**Task to carry out:**
Retype the part of the Shin Ultraman thread below that runs from "What I'm really" up to and including "with fingers crossed).", without changing a word.

**Selected text:**
-- Opening Marker --

# Shin Ultraman 2021



## hiroakihsu (Feb 17, 2021)

https://en.wikipedia.org/wiki/Shin_Ultraman

Just found out about this a couple of days ago...The creative team behind Shin Godzilla/Godzilla Resurgence (Anno Hideaki/Shinji Higuchi/Shiro Sagisu) is back with a live-action remake of Ultraman. Coming Summer 2021. New release date is now May 13, 2022.

Judging from the Japanese trailer above, it seems they are taking the formula used in Shin Godzilla and applying it to the world of Ultraman.

What do you guys think?


----------



## Glyptofane (Feb 18, 2021)

Not exactly thrilled with purely CGI Ultra and kaiju, but still eager to see what Hideaki Anno does with it. This has to be a dream project for him afterall.


----------



## hiroakihsu (Feb 18, 2021)

Glyptofane said:


> Not exactly thrilled with purely CGI Ultra and kaiju, but still eager to see what Hideaki Anno does with it. This has to be a dream project for him afterall.



I do agree though that the CGI shown in the trailer needs to be worked on further...Hopefully they still got time until release this summer.

What I'm really excited about, though, is not this movie, but rather what possible live action projects could come after this one from Hideaki Anno.
If this one is to become successful like Shin Godzilla did (at least in Japan), then I think the only logical next step for Anno would be to finally make that live action Evangelion movie people have been talking about for so long (Me being an Eva fan with fingers crossed).

-- Closing Marker --

**Available data:**
-- Opening Marker --

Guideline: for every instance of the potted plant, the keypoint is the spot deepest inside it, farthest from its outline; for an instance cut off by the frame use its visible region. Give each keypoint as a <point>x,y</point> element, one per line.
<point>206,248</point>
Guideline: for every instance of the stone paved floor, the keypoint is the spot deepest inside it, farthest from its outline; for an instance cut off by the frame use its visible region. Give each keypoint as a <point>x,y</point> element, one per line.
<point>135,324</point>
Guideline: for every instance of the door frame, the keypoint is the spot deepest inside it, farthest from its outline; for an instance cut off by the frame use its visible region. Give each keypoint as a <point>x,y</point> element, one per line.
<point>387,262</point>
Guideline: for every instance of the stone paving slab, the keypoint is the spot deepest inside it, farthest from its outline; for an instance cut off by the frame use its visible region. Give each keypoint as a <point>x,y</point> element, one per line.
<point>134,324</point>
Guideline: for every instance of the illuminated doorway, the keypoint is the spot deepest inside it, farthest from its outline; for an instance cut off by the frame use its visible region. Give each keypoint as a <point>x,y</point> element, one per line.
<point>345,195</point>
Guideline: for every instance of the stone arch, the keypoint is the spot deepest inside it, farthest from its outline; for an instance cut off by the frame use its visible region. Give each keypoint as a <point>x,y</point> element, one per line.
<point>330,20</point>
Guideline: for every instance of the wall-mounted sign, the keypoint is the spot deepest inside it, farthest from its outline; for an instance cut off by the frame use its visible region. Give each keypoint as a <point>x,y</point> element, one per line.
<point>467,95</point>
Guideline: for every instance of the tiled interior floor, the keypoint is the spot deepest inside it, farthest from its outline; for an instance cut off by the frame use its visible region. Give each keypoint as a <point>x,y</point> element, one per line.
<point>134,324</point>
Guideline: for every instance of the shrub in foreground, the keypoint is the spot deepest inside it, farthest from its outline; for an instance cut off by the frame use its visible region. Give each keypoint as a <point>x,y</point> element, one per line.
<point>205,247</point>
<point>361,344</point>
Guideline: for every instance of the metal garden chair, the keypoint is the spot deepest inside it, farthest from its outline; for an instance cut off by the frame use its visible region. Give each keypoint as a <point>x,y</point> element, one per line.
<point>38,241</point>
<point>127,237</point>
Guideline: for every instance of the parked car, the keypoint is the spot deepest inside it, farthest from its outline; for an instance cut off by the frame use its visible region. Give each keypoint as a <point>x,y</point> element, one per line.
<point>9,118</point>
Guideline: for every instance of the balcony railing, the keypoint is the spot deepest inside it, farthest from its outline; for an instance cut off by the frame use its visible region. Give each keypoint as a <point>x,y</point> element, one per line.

-- Closing Marker --

**Your solution:**
What I'm really excited about, though, is not this movie, but rather what possible live action projects could come after this one from Hideaki Anno.
If this one is to become successful like Shin Godzilla did (at least in Japan), then I think the only logical next step for Anno would be to finally make that live action Evangelion movie people have been talking about for so long (Me being an Eva fan with fingers crossed).